== Given passage ==

- Directed by: K. V. Raju
- Screenplay by: Veerappa Maralavadi
- Story by: K. V. Raju
- Produced by: Sa.Ra.Govindu
- Starring: Sunil Malashri Tara
- Cinematography: J.G. Krishna
- Edited by: S. Manohar
- Music by: Hamsalekha
- Production company: Thanu Chithra
- Release date: 10 January 1992;
- Running time: 142 minutes
- Country: India
- Language: Kannada

= Belli Kalungura =

Belli Kalungura is a 1992 Indian Kannada language film directed by K. V. Raju, starring Sunil and Malashri. The supporting cast features Tara, Chi. Guru Dutt, Avinash, Doddanna, Rockline Venkatesh and Girija Lokesh. The music was composed by Hamsalekha, also writing lyrics to four of its soundtracks. The film was a success during its time and is seen as a milestone in the career of Malashri, who would go on to appear in many successful films in the 1990s.

===
== Dataset content ==

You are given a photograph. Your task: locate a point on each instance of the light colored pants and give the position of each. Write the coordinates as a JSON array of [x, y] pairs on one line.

===

### Request 1
According to the Belli Kalungura article, to how many of the film's soundtracks did Hamsalekha write lyrics?
### Request 2
Transcribe everything in the Belli Kalungura article from "Belli Kalungura is" down to "in the 1990s.".
The lines are separate material, apart from the Belli Kalungura article.

### Output 1
Four.

### Output 2
Belli Kalungura is a 1992 Indian Kannada language film directed by K. V. Raju, starring Sunil and Malashri. The supporting cast features Tara, Chi. Guru Dutt, Avinash, Doddanna, Rockline Venkatesh and Girija Lokesh. The music was composed by Hamsalekha, also writing lyrics to four of its soundtracks. The film was a success during its time and is seen as a milestone in the career of Malashri, who would go on to appear in many successful films in the 1990s.